Data excerpts:
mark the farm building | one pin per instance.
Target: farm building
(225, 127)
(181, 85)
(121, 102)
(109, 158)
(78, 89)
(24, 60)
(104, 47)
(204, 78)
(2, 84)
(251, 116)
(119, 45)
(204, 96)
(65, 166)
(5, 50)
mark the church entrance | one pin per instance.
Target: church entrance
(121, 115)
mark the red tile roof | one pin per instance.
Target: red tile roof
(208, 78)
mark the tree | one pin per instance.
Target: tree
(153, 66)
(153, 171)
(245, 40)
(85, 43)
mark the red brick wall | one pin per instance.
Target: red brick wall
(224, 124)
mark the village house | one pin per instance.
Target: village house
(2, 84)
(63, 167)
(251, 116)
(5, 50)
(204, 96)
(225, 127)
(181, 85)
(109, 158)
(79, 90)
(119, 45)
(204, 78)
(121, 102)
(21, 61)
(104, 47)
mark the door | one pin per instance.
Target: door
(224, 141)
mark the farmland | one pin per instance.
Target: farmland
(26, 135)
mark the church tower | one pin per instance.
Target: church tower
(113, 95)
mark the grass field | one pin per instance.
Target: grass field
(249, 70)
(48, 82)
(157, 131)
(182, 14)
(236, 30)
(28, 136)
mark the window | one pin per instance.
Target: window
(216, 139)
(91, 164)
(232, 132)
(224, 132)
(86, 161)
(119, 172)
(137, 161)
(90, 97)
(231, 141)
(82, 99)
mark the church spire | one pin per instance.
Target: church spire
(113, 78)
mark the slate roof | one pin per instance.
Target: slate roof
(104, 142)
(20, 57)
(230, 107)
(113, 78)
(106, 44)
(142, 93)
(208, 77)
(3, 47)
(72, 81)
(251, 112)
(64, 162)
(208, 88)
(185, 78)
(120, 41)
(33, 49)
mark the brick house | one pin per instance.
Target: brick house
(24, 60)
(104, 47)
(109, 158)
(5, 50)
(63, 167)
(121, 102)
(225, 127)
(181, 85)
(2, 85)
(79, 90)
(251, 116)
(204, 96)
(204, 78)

To do -> Can you quote exactly the lines from the one containing "mark the church tower | one pin per instance." through the last line of the records above, and nothing else?

Response ->
mark the church tower | one pin per instance.
Target: church tower
(113, 95)
mark the grass field | one pin per instance.
Target: grass field
(249, 70)
(48, 82)
(157, 131)
(182, 14)
(236, 30)
(28, 136)
mark the window | one pin per instance.
Target: window
(216, 139)
(91, 164)
(232, 132)
(224, 132)
(86, 161)
(119, 172)
(137, 161)
(90, 97)
(231, 141)
(82, 99)
mark the church spire | one pin per instance.
Target: church spire
(113, 78)
mark the slate roof | one pin per instance.
Target: slate roof
(104, 142)
(20, 57)
(230, 107)
(113, 78)
(106, 44)
(142, 93)
(208, 77)
(3, 47)
(72, 81)
(251, 112)
(64, 162)
(208, 88)
(185, 78)
(120, 41)
(33, 49)
mark the brick house | one pin per instance.
Target: brick house
(24, 60)
(104, 47)
(109, 158)
(5, 50)
(63, 167)
(121, 102)
(225, 127)
(181, 85)
(2, 85)
(79, 90)
(251, 116)
(204, 96)
(204, 78)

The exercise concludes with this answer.